GIVEN EXERCISE 1: According to the Python packaging question, which file puts the non-.py files into the archive built by python setup.py sdist?
GIVEN EXERCISE 2: List every setup argument that the Python packaging question says the poster tried in different configurations.
GIVEN EXERCISE 3: Write the next part of the Python packaging question, picking up right after its last line.
SOURCE EXTRACT start
Python Packaging: Data files are put properly in t

2019-01-16 12:44发布

问题:

I can't properly install the project package_fiddler to my virtual environment.

I have figured out that MANIFEST.in is responsible for putting the non-.py files in Package_fiddler-0.0.0.tar.gz that is generated when executing python setup.py sdist.

Then I did:

(virt_envir)$ pip install dist/Package_fiddler-0.0.0.tar.gz

But this did not install the data files nor the package to /home/username/.virtualenvs/virt_envir/local/lib/python2.7/site-packages.

I have tried many configurations of the setup arguments package_data, include_package_data and data_files but I seem to have used the wrong configuration each time.

Which configuration of package_data and/or include_package_data and/or data_files will properly install package_fiddler to my virtual environment?

Project tree

.
SOURCE EXTRACT end
LISTED RECORDS start
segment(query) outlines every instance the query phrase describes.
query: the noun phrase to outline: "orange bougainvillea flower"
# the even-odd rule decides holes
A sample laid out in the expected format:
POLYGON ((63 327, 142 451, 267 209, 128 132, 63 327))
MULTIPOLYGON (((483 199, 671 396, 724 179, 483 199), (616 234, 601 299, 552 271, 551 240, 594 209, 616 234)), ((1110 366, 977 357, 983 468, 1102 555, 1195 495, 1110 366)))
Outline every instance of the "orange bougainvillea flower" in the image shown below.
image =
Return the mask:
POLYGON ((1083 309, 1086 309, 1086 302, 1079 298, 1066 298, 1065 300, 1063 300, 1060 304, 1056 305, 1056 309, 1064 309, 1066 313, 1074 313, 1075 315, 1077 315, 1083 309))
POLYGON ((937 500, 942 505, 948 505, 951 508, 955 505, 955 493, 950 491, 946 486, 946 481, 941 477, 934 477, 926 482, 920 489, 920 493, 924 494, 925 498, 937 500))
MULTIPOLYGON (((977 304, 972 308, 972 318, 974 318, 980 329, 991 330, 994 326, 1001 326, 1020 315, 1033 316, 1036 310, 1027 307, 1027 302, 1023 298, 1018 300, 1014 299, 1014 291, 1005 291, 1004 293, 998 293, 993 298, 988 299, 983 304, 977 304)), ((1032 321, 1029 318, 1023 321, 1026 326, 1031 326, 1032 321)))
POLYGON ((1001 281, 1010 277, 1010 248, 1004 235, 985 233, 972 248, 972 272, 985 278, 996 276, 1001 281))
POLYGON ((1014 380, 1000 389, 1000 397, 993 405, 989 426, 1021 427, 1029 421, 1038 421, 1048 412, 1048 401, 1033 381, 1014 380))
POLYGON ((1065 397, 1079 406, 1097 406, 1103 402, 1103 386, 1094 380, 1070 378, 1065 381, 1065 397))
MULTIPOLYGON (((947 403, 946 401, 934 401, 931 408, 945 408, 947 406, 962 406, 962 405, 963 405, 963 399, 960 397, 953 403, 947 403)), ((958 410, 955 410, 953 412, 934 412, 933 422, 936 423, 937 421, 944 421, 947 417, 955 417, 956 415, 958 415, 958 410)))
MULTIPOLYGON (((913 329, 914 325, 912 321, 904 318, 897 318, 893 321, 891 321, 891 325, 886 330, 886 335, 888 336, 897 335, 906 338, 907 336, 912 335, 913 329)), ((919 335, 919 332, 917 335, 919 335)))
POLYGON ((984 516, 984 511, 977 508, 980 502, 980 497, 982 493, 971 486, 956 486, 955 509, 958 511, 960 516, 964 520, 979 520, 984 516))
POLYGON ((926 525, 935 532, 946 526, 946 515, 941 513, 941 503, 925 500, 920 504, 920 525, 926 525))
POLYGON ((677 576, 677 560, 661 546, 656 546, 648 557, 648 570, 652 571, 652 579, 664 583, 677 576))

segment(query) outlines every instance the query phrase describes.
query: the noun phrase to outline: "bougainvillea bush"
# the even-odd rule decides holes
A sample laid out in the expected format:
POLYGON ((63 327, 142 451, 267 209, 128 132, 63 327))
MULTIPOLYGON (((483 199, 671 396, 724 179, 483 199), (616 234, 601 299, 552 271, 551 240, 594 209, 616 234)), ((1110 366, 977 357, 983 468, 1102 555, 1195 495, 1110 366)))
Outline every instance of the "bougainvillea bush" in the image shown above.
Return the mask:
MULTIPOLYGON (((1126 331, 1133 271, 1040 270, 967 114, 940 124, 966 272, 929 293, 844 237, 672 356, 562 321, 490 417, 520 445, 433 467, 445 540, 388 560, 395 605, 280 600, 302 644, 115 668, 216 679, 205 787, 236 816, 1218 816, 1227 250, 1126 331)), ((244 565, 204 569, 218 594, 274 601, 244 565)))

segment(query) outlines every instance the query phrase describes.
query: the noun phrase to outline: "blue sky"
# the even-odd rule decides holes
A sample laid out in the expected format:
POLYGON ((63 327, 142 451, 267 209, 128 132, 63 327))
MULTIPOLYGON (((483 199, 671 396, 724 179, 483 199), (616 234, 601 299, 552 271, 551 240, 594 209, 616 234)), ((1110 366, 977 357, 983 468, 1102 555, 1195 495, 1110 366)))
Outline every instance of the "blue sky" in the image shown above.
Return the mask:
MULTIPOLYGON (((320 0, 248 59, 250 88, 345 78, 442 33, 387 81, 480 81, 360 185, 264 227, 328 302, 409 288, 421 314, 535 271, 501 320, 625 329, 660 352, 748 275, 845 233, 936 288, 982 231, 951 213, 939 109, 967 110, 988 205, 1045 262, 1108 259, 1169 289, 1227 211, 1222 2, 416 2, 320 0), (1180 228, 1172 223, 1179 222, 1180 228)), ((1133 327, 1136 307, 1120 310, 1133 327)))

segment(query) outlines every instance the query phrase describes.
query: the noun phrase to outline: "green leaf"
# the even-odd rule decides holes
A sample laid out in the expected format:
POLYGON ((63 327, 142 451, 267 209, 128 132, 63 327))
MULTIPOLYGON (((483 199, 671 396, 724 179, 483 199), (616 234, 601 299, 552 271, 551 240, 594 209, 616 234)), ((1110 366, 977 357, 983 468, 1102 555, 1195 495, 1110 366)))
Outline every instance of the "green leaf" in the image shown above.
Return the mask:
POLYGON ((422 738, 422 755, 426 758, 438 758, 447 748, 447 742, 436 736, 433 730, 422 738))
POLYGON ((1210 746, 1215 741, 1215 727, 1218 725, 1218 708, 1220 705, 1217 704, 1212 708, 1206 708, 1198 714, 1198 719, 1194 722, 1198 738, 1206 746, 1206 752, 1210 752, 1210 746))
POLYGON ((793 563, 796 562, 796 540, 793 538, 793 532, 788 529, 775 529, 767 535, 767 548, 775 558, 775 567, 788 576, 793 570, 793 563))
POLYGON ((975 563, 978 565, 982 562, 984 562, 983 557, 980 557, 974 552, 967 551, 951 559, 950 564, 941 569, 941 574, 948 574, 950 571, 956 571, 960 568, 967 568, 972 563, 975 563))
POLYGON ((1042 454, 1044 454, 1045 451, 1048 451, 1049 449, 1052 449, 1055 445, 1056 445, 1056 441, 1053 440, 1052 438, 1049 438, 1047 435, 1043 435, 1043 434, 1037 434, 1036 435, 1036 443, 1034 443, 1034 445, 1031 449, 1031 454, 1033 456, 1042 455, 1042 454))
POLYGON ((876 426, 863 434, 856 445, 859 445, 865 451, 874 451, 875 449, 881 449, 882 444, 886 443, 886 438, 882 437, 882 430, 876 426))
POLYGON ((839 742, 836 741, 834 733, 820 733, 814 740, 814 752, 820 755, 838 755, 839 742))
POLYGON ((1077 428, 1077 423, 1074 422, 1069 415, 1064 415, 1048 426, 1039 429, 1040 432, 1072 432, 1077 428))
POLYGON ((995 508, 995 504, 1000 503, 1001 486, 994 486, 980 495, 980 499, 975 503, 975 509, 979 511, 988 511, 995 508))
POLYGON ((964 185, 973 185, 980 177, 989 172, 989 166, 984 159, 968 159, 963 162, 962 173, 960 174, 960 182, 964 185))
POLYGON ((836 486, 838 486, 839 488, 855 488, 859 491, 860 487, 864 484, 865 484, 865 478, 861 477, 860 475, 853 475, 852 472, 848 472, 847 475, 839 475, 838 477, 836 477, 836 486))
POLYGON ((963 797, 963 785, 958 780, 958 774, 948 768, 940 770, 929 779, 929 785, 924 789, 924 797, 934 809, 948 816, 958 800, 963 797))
LISTED RECORDS end
LISTED RECORDS start
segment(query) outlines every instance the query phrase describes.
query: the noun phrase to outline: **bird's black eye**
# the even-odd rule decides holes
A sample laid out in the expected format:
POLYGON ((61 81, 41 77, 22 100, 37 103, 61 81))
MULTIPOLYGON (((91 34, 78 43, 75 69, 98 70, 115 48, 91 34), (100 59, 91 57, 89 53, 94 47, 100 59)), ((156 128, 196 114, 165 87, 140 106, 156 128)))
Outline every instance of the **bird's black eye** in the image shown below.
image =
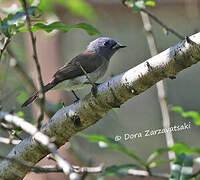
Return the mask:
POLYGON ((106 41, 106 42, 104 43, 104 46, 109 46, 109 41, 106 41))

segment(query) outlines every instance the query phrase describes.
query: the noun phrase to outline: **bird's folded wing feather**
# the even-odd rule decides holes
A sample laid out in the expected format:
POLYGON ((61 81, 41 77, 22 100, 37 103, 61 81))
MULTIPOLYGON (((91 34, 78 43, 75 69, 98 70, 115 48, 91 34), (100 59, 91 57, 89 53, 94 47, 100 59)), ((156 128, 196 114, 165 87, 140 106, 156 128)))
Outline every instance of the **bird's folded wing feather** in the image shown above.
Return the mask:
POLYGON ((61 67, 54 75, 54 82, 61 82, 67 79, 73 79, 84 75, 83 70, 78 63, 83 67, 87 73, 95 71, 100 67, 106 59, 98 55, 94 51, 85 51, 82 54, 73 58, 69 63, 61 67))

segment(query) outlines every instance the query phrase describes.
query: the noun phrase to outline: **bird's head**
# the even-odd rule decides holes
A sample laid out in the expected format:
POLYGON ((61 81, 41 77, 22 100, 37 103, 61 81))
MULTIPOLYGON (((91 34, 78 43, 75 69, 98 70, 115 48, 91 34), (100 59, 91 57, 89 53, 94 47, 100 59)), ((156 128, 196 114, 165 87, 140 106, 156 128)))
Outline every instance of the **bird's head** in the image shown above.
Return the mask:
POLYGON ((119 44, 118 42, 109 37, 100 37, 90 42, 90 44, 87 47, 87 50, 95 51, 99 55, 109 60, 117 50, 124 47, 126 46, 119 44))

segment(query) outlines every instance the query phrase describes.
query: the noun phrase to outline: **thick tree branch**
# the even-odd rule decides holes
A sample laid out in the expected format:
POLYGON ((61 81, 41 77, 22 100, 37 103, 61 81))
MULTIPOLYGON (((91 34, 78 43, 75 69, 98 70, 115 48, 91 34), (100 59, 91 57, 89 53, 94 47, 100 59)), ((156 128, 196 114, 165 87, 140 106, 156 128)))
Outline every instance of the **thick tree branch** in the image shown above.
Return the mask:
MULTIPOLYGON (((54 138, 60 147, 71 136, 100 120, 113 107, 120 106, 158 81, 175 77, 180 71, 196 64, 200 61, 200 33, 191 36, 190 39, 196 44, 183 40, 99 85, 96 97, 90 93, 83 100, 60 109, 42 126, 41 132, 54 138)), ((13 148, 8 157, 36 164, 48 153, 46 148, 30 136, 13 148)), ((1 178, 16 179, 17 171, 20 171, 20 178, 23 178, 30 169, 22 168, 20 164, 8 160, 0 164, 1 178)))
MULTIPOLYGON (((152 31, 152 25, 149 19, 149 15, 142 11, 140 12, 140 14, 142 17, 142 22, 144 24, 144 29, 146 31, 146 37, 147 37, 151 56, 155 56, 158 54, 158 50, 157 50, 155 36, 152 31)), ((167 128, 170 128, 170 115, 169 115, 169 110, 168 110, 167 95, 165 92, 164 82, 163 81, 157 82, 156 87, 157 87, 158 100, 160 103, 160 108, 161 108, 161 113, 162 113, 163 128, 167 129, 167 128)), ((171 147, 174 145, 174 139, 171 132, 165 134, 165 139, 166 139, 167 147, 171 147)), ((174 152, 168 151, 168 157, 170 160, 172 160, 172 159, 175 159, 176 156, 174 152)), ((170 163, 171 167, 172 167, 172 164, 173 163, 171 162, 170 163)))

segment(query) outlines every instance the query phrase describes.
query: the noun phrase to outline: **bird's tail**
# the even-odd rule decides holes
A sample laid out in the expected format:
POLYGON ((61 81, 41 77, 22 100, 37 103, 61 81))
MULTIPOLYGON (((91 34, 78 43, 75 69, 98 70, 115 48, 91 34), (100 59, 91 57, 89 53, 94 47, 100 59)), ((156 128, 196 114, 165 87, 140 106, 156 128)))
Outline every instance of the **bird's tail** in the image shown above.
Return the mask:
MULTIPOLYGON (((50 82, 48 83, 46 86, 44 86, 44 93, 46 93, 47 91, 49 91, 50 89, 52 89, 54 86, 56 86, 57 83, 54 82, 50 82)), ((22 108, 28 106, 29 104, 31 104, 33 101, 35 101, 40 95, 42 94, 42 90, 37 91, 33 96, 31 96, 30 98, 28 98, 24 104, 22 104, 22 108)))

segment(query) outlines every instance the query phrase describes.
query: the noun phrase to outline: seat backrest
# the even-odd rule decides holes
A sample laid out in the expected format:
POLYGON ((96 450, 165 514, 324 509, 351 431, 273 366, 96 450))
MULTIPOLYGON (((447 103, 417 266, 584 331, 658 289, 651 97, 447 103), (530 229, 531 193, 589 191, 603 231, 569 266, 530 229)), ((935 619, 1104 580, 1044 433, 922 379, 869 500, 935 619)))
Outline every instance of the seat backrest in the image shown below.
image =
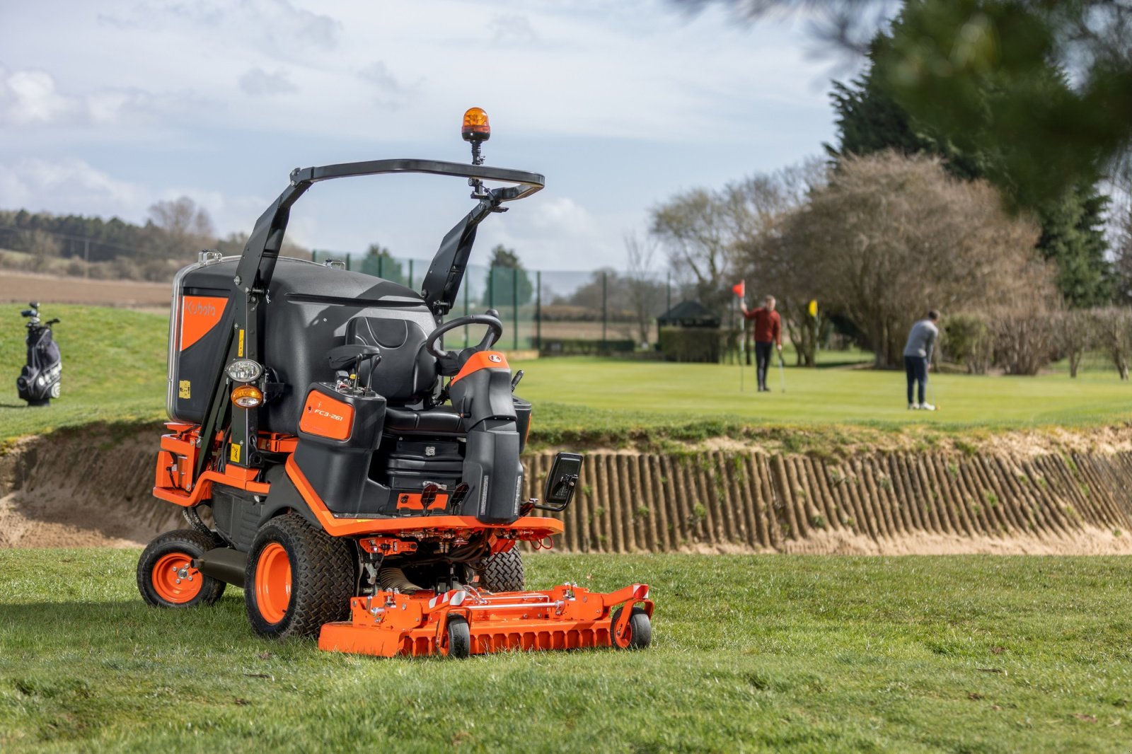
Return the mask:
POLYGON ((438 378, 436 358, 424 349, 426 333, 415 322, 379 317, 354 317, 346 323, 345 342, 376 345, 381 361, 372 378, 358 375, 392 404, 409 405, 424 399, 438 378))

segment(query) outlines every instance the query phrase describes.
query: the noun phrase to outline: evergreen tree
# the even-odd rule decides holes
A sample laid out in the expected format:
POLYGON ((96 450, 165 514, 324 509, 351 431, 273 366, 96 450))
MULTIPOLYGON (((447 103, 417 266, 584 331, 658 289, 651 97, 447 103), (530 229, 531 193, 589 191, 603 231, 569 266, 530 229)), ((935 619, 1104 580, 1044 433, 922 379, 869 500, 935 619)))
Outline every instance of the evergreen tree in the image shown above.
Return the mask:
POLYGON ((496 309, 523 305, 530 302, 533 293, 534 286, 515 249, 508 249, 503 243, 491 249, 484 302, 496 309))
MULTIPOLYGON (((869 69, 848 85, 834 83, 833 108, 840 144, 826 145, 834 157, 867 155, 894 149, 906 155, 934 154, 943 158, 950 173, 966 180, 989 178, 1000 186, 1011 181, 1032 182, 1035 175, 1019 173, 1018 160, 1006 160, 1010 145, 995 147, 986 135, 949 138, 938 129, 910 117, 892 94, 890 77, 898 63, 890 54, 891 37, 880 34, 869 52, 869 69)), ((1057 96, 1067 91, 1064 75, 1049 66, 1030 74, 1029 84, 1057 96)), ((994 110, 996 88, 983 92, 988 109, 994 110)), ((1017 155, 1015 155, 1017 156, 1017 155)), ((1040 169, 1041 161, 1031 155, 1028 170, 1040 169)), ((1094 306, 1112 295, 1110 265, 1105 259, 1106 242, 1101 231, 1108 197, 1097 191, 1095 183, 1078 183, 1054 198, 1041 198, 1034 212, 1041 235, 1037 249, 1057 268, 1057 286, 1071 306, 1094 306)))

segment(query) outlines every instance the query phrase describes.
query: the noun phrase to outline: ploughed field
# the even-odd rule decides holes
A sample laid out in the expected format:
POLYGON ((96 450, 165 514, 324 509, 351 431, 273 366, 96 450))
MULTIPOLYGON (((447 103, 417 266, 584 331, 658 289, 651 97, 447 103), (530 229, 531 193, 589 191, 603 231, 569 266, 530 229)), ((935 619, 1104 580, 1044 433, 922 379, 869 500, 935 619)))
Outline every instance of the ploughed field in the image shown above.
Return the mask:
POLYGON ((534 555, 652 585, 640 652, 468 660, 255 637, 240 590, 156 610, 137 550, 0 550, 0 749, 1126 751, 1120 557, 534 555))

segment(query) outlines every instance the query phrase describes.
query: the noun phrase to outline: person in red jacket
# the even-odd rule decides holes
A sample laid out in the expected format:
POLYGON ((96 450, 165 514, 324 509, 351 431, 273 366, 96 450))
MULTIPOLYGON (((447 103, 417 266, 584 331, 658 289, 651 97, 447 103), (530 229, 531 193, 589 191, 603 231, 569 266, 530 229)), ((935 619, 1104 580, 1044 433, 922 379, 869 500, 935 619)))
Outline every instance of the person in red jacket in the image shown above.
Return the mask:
LISTED RECORDS end
TASK ANSWER 1: MANIFEST.in

TASK ANSWER 2: package_data, include_package_data, data_files

TASK ANSWER 3:
├── MANIFEST.in
├── package_fiddler
│   ├── data
│   │   ├── example.html
│   │   └── stylesheets
│   │       └── example.css
│   └── __init__.py
├── README.rst
└── setup.py

setup.py

from setuptools import setup


setup(
    name='Package_fiddler',
    entry_points={
    'console_scripts': ['package_fiddler = package_fiddler:main', ],},
    long_description=open('README.rst').read(),
    packages=['package_fiddler',])

MANIFEST.in

include README.rst
recursive-include package_fiddler/data *

Which configurations of setup.py(with code base above) have I tried?

Configuration1

Adding:

package_data={"": ['package_fiddler/data/*',]}

Configuration2

Adding:

package_data={"": ['*.html', '*.css', '*.rst']}

Configuration3

Adding:

include_package_data=True

Configuration4

Adding:

package_data={"": ['package_fiddler/data',]}

Removing:

packages=['package_fiddler',]

Configuration5 (Chris's suggestion)

Adding:

package_data={"data": ['package_fiddler/data',]}

Removing:

packages=['package_fiddler',]

Configuration 6

Adding:

package_data={"": ['package_fiddler/data/*',]}

Removing:

packages=['package_fiddler',]

These configurations all result in no files at all being installed on /home/username/.virtualenvs/virt_envir/local/lib/python2.7/site-packages.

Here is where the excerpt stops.